◆ Required task: Please reproduce, word for word, everything from the line containing "Give the segmentation of every instance of the white door." down to the line containing "67L224 119L256 125L256", including both of those lines and no other rows.

◆ Source records:
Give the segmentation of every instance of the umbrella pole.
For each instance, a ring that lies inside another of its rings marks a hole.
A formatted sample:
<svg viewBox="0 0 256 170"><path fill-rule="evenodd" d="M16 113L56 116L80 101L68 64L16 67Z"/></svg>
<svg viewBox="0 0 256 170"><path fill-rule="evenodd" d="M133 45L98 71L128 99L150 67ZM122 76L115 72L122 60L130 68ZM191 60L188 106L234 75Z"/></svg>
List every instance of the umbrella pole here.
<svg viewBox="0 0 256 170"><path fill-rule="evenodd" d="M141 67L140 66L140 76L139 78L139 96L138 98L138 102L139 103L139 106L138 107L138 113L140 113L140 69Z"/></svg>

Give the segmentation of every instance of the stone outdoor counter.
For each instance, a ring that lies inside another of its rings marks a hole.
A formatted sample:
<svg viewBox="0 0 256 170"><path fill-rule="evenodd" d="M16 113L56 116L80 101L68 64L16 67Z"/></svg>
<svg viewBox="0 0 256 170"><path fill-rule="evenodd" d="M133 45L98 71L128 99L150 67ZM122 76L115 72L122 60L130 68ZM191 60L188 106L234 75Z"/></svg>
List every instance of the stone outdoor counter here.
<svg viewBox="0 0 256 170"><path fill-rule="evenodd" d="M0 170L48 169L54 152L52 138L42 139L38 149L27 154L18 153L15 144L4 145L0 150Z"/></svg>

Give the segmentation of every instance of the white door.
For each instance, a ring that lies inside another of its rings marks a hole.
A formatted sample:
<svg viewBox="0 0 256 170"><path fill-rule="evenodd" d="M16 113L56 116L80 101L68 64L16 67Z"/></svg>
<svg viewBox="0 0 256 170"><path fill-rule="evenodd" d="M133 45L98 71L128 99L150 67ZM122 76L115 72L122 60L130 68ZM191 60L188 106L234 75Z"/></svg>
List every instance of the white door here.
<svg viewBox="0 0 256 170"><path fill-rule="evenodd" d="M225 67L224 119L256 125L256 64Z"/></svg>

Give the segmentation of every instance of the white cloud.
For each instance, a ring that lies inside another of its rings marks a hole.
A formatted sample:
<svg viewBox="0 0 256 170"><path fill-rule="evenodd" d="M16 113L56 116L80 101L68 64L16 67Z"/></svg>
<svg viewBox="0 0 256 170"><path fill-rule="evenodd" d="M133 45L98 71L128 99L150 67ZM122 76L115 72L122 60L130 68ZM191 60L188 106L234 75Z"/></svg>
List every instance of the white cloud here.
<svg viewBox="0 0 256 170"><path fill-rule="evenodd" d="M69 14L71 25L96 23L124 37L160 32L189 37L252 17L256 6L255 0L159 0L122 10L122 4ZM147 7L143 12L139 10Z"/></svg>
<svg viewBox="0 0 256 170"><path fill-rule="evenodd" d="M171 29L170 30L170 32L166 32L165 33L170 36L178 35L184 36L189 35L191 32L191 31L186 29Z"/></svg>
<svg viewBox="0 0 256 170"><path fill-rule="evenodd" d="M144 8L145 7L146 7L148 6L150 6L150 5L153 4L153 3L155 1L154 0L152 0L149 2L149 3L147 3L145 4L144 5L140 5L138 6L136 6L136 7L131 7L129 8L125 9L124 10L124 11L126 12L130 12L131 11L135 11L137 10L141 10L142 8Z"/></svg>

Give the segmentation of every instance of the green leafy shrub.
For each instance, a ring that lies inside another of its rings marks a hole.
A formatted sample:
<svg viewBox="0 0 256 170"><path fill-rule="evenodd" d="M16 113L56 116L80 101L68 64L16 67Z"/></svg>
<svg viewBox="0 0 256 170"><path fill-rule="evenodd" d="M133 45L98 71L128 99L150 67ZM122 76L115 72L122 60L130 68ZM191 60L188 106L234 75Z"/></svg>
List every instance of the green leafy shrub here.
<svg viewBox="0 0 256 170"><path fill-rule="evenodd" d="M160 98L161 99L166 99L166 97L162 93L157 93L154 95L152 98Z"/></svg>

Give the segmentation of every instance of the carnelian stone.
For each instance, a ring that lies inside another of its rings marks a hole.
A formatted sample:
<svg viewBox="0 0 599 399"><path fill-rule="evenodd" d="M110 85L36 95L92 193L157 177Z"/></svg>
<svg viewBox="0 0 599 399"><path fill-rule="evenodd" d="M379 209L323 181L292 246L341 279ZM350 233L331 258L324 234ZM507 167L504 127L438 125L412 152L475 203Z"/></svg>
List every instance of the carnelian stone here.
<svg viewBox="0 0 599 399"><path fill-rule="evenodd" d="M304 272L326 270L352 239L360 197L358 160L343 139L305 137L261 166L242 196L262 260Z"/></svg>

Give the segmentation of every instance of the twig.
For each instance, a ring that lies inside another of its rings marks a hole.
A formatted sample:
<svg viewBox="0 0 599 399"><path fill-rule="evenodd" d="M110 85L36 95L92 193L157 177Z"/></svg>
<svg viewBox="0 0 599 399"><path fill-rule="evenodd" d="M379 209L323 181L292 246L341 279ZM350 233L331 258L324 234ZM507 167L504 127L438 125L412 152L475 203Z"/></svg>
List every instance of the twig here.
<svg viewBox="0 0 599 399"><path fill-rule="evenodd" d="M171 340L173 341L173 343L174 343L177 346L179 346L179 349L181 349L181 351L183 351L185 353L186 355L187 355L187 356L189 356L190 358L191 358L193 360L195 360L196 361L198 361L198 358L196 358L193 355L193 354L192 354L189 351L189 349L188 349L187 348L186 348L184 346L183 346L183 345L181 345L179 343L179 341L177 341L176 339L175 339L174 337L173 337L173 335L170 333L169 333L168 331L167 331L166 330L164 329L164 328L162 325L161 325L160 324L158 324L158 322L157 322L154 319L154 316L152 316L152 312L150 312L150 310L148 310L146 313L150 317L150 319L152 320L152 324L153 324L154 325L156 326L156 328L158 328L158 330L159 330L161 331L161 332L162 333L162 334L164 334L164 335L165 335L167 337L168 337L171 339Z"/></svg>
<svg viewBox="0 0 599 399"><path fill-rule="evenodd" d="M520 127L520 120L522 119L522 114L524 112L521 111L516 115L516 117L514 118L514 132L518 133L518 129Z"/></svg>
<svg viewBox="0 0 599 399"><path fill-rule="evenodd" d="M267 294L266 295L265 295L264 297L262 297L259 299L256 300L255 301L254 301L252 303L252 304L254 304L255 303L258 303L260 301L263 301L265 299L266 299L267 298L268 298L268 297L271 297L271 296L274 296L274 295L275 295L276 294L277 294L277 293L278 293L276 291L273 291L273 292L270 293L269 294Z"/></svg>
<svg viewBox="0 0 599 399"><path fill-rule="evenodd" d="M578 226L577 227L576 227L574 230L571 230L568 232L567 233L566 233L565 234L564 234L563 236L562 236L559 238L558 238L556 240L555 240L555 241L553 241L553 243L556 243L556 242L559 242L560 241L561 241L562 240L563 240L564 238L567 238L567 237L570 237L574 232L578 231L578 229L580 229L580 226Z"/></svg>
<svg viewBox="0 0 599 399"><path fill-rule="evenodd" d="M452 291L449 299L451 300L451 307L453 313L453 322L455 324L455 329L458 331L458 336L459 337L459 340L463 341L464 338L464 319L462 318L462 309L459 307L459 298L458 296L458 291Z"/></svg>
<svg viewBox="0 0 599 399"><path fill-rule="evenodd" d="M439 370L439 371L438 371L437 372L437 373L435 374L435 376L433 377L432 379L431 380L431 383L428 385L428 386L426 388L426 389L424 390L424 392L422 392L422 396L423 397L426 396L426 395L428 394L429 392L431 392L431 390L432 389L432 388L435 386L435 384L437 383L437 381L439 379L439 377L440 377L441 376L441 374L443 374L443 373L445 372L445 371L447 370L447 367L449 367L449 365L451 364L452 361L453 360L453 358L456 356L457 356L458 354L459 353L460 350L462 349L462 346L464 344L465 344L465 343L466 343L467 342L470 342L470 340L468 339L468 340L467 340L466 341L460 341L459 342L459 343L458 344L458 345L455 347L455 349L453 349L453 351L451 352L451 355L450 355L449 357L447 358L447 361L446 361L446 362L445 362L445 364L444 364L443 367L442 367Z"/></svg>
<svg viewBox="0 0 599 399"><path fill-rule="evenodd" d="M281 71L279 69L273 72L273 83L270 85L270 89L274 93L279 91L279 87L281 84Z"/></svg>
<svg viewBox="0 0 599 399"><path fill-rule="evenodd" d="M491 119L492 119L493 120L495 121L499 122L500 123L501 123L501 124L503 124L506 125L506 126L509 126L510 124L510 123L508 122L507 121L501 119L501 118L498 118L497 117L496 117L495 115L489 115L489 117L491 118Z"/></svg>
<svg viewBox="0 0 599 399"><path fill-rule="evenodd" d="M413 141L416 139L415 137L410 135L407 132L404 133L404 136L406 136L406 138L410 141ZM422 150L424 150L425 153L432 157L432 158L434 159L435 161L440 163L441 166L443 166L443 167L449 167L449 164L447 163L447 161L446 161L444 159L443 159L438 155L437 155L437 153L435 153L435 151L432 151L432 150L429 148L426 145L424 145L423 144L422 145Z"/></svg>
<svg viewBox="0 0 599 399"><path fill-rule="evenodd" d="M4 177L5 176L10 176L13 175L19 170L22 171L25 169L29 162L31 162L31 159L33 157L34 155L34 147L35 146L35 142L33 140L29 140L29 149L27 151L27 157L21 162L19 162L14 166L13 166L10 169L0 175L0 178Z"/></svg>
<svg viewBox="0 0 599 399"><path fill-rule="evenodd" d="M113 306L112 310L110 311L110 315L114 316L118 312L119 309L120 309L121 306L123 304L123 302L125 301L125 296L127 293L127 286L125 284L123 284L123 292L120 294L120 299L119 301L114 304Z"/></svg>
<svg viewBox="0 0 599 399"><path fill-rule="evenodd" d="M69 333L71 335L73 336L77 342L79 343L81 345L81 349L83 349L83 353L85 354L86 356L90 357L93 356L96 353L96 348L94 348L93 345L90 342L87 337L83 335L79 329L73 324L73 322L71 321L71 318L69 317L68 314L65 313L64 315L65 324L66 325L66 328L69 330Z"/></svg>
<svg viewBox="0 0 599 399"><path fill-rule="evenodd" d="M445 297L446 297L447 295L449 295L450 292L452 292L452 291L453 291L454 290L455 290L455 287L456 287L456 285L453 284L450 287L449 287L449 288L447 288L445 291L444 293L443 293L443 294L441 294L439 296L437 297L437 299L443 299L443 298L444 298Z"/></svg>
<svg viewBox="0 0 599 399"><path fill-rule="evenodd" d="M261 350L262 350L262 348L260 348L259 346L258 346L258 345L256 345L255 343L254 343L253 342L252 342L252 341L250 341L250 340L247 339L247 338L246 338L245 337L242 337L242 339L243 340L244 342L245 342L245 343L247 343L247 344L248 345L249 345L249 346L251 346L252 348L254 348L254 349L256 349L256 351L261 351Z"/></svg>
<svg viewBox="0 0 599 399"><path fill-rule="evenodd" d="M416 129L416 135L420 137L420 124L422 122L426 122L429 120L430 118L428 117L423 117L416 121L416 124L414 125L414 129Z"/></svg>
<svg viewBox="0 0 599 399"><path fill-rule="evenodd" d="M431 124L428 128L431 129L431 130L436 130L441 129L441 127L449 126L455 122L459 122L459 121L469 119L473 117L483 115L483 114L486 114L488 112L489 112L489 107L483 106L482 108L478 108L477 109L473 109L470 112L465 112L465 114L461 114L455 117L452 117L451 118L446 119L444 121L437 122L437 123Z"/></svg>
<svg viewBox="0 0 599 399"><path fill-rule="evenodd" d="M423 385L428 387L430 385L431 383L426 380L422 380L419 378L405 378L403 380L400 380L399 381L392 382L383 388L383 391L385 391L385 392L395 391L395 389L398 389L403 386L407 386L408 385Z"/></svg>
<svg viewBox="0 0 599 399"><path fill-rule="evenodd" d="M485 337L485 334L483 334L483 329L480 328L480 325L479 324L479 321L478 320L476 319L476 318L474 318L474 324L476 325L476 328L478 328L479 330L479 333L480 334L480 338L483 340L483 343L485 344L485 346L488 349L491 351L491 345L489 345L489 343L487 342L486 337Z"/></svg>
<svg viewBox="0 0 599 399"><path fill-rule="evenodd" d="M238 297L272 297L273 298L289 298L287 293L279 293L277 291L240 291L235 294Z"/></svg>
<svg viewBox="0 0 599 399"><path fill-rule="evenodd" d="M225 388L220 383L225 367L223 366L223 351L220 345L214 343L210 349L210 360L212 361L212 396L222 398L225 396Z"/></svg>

◆ The solution:
Give the segmentation of every instance of the white door.
For each instance, a ring that lies inside another of its rings marks a hole.
A formatted sample:
<svg viewBox="0 0 256 170"><path fill-rule="evenodd" d="M16 113L56 116L80 101L68 64L16 67Z"/></svg>
<svg viewBox="0 0 256 170"><path fill-rule="evenodd" d="M133 45L98 71L128 99L150 67ZM122 76L115 72L122 60L130 68ZM191 60L188 106L234 75Z"/></svg>
List every instance of the white door here.
<svg viewBox="0 0 256 170"><path fill-rule="evenodd" d="M225 67L224 119L256 125L256 64Z"/></svg>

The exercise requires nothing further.